EXERCISE DESCRIPTION: The answer must be the lines from the one that holds "[point] at the handbag" through the final line of the data, copied exactly, with no pictures.

(Natural-language object grounding data)
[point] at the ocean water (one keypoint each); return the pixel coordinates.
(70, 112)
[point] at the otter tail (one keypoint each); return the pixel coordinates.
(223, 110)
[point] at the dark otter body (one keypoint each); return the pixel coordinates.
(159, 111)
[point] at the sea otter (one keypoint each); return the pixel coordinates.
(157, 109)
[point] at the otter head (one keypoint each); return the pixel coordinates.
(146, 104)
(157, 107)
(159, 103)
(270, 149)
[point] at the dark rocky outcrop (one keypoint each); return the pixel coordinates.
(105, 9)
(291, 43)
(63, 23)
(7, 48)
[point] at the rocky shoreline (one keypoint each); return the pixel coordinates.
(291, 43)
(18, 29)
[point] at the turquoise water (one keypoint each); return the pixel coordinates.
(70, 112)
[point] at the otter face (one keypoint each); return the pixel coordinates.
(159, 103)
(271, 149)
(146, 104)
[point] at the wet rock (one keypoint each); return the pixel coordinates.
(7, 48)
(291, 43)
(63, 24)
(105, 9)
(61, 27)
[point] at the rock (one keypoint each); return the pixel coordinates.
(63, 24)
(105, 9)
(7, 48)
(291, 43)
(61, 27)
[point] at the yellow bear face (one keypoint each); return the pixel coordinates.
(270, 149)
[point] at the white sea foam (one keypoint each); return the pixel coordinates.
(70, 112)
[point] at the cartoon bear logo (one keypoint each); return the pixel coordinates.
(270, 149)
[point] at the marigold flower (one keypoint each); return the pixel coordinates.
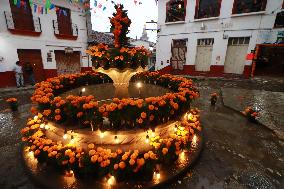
(47, 112)
(91, 146)
(115, 166)
(164, 151)
(143, 115)
(122, 165)
(151, 107)
(57, 117)
(140, 121)
(79, 114)
(131, 161)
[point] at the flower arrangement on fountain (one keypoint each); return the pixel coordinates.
(140, 113)
(170, 114)
(13, 103)
(101, 161)
(121, 55)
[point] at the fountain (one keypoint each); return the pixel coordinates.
(148, 142)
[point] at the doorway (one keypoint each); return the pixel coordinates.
(67, 63)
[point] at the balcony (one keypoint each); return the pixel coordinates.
(21, 24)
(65, 30)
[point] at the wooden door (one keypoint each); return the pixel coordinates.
(236, 55)
(64, 21)
(22, 15)
(34, 58)
(67, 63)
(179, 50)
(204, 54)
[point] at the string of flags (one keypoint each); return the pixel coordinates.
(101, 4)
(44, 6)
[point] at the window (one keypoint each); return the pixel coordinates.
(239, 41)
(205, 42)
(207, 8)
(179, 49)
(279, 22)
(64, 21)
(247, 6)
(175, 10)
(22, 15)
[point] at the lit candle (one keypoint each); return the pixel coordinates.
(102, 134)
(65, 136)
(139, 85)
(182, 156)
(175, 129)
(31, 154)
(190, 117)
(115, 138)
(153, 133)
(46, 127)
(72, 141)
(194, 140)
(42, 126)
(147, 139)
(111, 180)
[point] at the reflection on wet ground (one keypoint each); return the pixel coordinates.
(236, 154)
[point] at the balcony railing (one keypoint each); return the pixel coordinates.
(16, 23)
(73, 34)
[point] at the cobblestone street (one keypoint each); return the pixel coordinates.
(236, 154)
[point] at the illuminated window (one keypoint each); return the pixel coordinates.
(279, 22)
(247, 6)
(207, 8)
(175, 10)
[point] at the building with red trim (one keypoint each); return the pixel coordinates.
(53, 41)
(215, 37)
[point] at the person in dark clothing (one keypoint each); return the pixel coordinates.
(29, 70)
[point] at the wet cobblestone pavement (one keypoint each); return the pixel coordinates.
(236, 154)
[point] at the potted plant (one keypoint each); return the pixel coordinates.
(13, 103)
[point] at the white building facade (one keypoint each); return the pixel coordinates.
(53, 41)
(214, 37)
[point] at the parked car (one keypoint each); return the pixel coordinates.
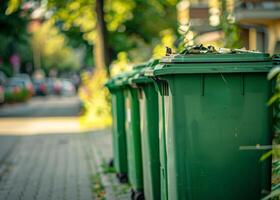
(67, 88)
(53, 86)
(2, 94)
(40, 87)
(16, 90)
(27, 81)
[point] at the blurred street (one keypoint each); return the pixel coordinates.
(41, 115)
(45, 155)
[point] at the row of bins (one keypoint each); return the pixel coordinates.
(192, 126)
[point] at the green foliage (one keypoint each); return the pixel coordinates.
(230, 29)
(274, 75)
(13, 97)
(13, 34)
(53, 48)
(131, 23)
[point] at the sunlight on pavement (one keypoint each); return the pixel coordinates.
(40, 125)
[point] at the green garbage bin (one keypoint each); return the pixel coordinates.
(133, 137)
(118, 127)
(215, 121)
(148, 99)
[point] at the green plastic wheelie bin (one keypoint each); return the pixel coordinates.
(216, 120)
(133, 135)
(118, 127)
(148, 99)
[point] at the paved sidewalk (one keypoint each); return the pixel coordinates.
(59, 167)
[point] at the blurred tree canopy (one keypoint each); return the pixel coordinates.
(11, 41)
(131, 25)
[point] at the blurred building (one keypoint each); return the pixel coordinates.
(259, 21)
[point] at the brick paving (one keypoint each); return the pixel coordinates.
(59, 167)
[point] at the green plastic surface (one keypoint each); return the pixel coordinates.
(118, 127)
(148, 99)
(212, 121)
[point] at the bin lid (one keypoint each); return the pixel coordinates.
(276, 59)
(127, 78)
(140, 77)
(115, 82)
(199, 59)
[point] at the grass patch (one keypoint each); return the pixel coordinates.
(106, 169)
(97, 188)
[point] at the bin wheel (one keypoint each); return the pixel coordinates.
(111, 163)
(139, 196)
(122, 177)
(132, 194)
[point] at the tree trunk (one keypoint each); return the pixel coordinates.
(101, 50)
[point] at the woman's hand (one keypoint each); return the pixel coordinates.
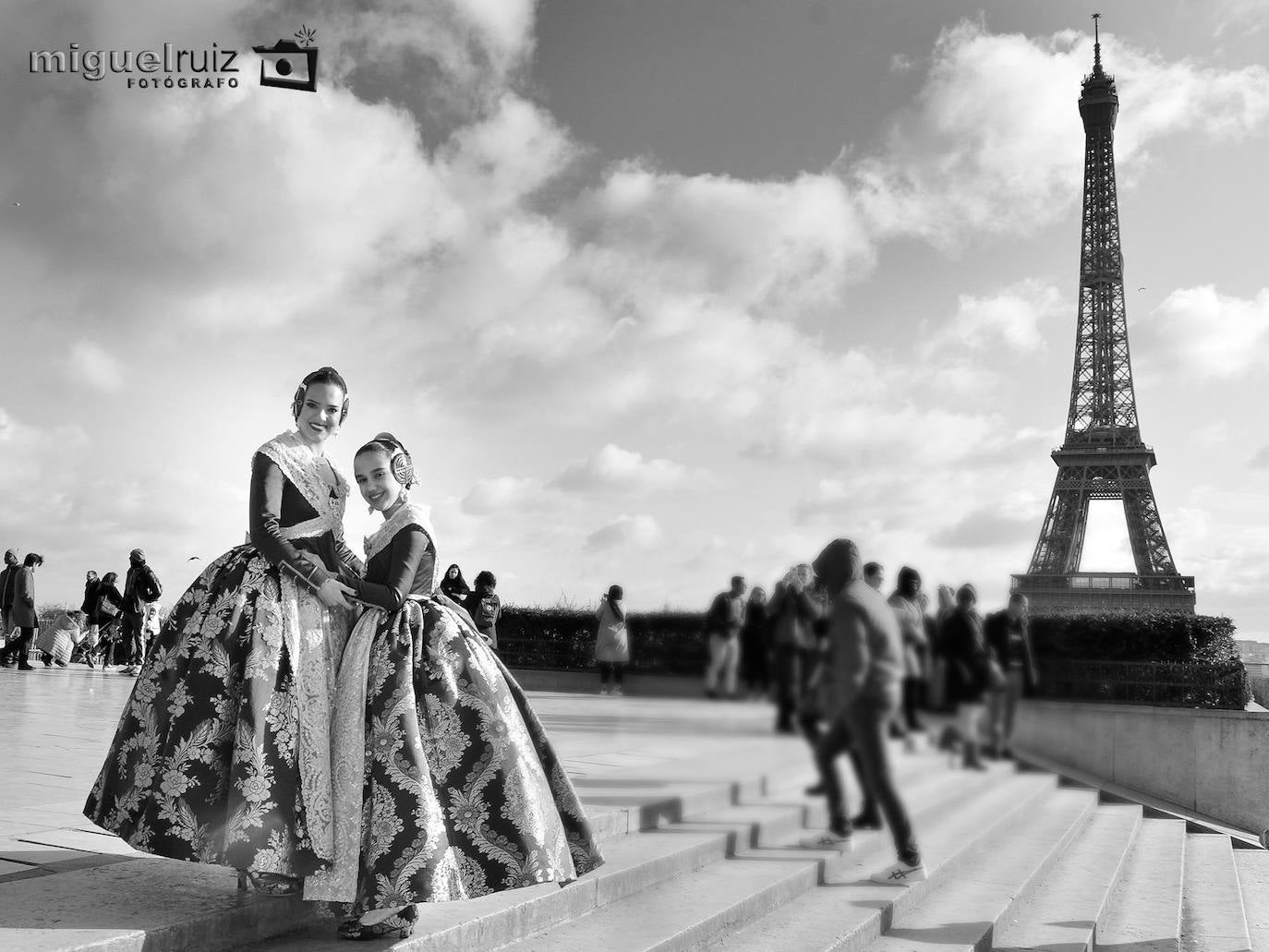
(335, 595)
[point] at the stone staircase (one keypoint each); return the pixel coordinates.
(1018, 860)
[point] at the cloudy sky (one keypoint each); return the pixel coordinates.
(654, 291)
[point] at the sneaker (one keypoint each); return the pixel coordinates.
(901, 874)
(828, 840)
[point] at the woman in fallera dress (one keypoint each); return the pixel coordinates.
(223, 753)
(445, 783)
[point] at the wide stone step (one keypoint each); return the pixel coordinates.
(852, 911)
(962, 915)
(151, 904)
(1252, 866)
(1066, 908)
(634, 864)
(713, 903)
(1145, 909)
(1212, 914)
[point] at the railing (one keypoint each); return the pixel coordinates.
(1155, 683)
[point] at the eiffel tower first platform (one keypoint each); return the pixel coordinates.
(1103, 456)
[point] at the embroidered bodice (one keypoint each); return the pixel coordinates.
(401, 560)
(296, 517)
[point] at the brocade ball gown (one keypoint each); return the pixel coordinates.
(445, 783)
(223, 753)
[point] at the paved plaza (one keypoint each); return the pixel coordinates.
(626, 755)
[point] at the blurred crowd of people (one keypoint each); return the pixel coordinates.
(115, 629)
(849, 668)
(953, 657)
(109, 626)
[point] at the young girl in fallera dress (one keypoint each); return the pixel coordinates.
(223, 753)
(445, 783)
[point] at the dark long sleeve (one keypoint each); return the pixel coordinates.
(265, 524)
(406, 552)
(348, 559)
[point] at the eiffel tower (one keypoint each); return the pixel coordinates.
(1103, 454)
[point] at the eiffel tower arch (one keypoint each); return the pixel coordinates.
(1103, 454)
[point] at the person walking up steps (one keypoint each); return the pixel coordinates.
(865, 666)
(611, 644)
(723, 622)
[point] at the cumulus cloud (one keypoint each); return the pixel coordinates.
(985, 528)
(1211, 334)
(501, 494)
(1013, 316)
(616, 468)
(423, 220)
(94, 366)
(626, 531)
(981, 152)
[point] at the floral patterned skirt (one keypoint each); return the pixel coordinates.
(223, 753)
(451, 785)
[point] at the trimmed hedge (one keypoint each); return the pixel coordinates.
(1140, 636)
(1146, 657)
(563, 639)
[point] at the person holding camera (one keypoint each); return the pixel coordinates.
(108, 609)
(611, 645)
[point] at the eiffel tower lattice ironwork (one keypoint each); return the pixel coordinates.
(1103, 454)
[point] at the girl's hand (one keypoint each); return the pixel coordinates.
(335, 595)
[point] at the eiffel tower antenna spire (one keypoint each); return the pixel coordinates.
(1096, 44)
(1103, 454)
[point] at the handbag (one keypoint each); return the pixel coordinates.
(995, 674)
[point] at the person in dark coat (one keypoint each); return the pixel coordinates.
(139, 588)
(864, 670)
(107, 610)
(23, 615)
(969, 660)
(485, 609)
(1008, 635)
(453, 585)
(7, 576)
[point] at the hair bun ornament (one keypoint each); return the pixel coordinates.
(400, 463)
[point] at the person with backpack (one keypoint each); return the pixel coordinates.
(107, 610)
(139, 586)
(485, 609)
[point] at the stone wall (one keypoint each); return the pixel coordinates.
(1211, 762)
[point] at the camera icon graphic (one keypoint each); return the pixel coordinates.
(288, 65)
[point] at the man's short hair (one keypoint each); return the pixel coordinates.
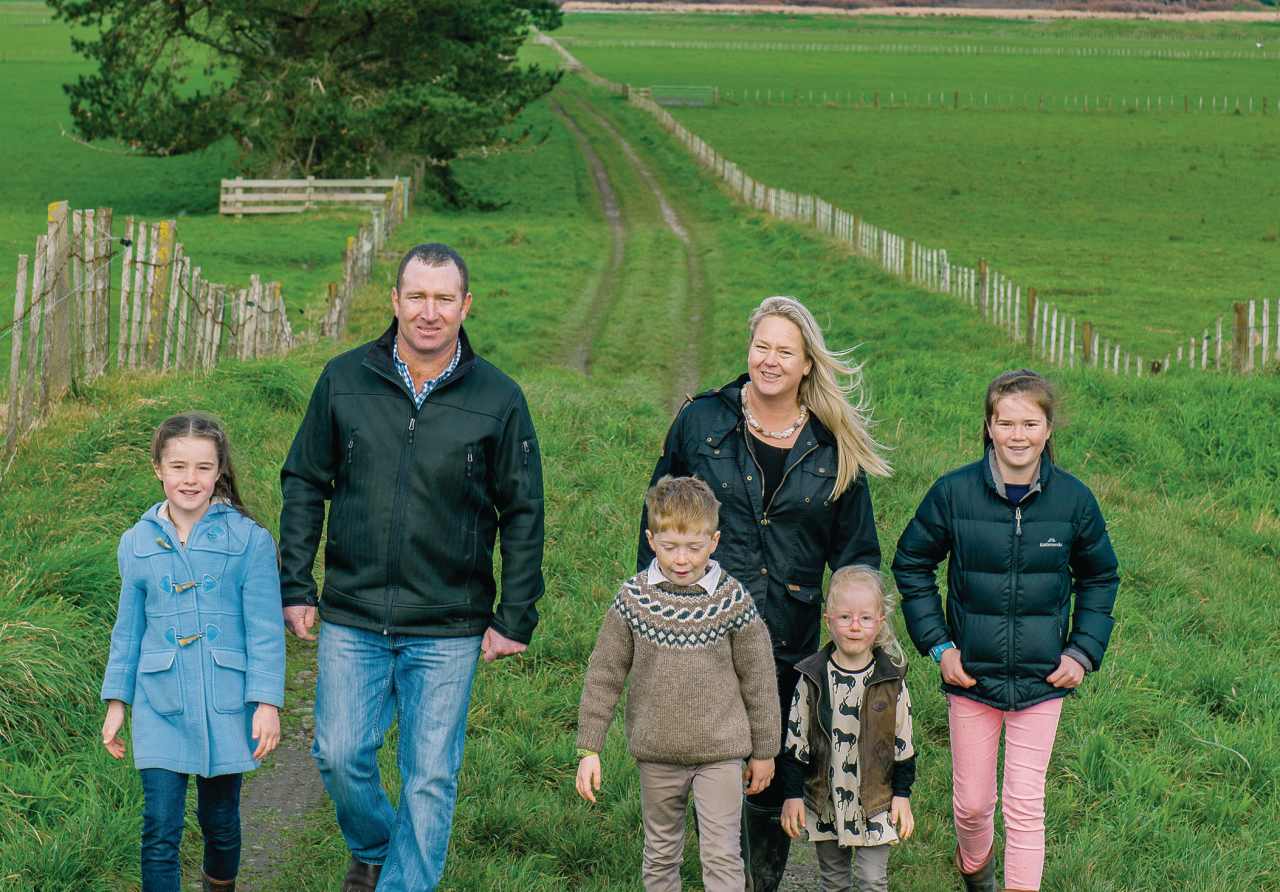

EXERCISE RESPONSE:
[point] at the handbag (one keypoint each); return the pixel coordinates.
(995, 674)
[point] at the person in dark coat (one keypoint each); return the pixel coordinates.
(139, 588)
(864, 670)
(107, 610)
(23, 615)
(969, 660)
(485, 609)
(1008, 635)
(453, 585)
(7, 576)
[point] at the hair bun ornament (one keypoint each); return the pixel coordinates.
(400, 463)
[point] at the person with backpack (one keypoint each); return the pixel coordinates.
(107, 610)
(139, 586)
(485, 609)
[point] at the stone wall (one keypoint each); return the pixel coordinates.
(1211, 762)
[point] at the camera icon graphic (one keypoint each); return the pixel coordinates.
(288, 65)
[point] at the man's short hair (one keypoint each); return the pixel coordinates.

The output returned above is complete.